[start SOURCE DOCUMENT]

Hi All,
'A gambler rolls three fair six-sided dice. What is the probability that two of the dice show the same number, but the third shows a different number'?
The author goes on to explain the strategy to answer....
1. Set the result of the first die to be any number. * This will allow us to concentrate on matching the second and third die to the first, is that correct?
2. Prob of Second matching first, Third not matching = [tex]\frac{1}{6}.\frac{5}{6}[\MATH]
* There is a one in six chance of the second matching as there are 6 digits, is that correct? There is a five in six change of the Third not matching as [tex] 1 - \frac{1}{6} = \frac{5}{6}. [\MATH]Is that correct?
This is where it gets really confusing.
3. Prob of Third matching first, second not matching = [tex]\frac{5}{6}.\frac{1}{6} [\MATH]
* I can't figure out where this fractions came from. As above, matching = [tex]\frac{1}{6}[\MATH]
4. Prob of second and third matching each other = [tex]\frac{5}{6}.\frac{1}{6}[\MATH]
* as with 3. I can't figure out where these probabilities came from.

[end SOURCE DOCUMENT]
[start DATA ENTRIES]

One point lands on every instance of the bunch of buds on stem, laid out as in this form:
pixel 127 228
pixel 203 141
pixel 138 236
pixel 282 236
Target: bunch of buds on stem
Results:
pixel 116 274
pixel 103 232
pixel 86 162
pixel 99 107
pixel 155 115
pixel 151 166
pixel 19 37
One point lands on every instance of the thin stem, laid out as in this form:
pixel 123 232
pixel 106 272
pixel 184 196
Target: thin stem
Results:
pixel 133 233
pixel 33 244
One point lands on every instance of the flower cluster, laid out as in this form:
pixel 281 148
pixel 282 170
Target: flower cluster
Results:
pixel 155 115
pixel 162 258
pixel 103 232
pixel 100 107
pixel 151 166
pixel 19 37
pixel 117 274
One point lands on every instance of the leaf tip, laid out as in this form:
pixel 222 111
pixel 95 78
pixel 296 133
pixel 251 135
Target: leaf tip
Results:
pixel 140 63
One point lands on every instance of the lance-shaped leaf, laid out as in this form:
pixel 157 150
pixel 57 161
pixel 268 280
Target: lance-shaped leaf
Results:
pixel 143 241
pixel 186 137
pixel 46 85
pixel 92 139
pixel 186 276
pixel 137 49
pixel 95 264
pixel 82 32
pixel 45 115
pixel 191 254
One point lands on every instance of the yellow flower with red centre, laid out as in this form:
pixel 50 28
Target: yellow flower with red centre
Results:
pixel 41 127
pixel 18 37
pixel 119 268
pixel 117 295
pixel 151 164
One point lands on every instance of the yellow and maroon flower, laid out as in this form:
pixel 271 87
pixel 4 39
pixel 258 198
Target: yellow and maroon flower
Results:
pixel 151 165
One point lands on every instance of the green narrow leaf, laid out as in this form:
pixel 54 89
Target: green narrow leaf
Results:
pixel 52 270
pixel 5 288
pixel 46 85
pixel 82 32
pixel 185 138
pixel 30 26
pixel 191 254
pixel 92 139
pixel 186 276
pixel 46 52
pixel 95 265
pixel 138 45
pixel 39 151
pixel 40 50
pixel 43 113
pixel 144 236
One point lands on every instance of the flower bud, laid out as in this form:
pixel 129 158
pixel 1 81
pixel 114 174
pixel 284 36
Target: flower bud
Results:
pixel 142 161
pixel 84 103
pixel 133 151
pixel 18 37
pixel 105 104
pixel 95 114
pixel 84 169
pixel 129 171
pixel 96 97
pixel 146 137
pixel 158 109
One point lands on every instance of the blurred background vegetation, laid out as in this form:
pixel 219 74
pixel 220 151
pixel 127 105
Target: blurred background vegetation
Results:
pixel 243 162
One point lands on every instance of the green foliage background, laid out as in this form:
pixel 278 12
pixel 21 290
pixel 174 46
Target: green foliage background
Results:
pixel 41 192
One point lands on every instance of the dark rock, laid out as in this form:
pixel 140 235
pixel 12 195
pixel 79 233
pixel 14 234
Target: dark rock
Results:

[end DATA ENTRIES]

> _STATED EXERCISE A_:
Answer these questions from the dice post:
(i) How many dice does the gambler roll, and of what kind?
(ii) In step 1, what is the result of the first die set to?
(iii) In step 4, what probability is given for the second and third dice matching each other?
> _STATED EXERCISE B_: Summarize the dice post in two sentences.
> _STATED EXERCISE C_: Reproduce the dice post from "The author goes" to "probabilities came from.".
The data above are not needed for this work.

> _WRITTEN SOLUTION A_:
(i) Three fair six-sided dice.
(ii) Any number.
(iii) 5/6 · 1/6.

> _WRITTEN SOLUTION B_: The dice post quotes a problem asking for the probability that, when three fair six-sided dice are rolled, two show the same number and the third shows a different one, and it lists the author's strategy. The strategy fixes the first die and then takes the probabilities that the second matches and the third does not, that the third matches and the second does not, and that the second and third match each other, and the writer cannot figure out where the fractions in the last two steps came from.

> _WRITTEN SOLUTION C_:
The author goes on to explain the strategy to answer....
1. Set the result of the first die to be any number. * This will allow us to concentrate on matching the second and third die to the first, is that correct?
2. Prob of Second matching first, Third not matching = [tex]\frac{1}{6}.\frac{5}{6}[\MATH]
* There is a one in six chance of the second matching as there are 6 digits, is that correct? There is a five in six change of the Third not matching as [tex] 1 - \frac{1}{6} = \frac{5}{6}. [\MATH]Is that correct?
This is where it gets really confusing.
3. Prob of Third matching first, second not matching = [tex]\frac{5}{6}.\frac{1}{6} [\MATH]
* I can't figure out where this fractions came from. As above, matching = [tex]\frac{1}{6}[\MATH]
4. Prob of second and third matching each other = [tex]\frac{5}{6}.\frac{1}{6}[\MATH]
* as with 3. I can't figure out where these probabilities came from.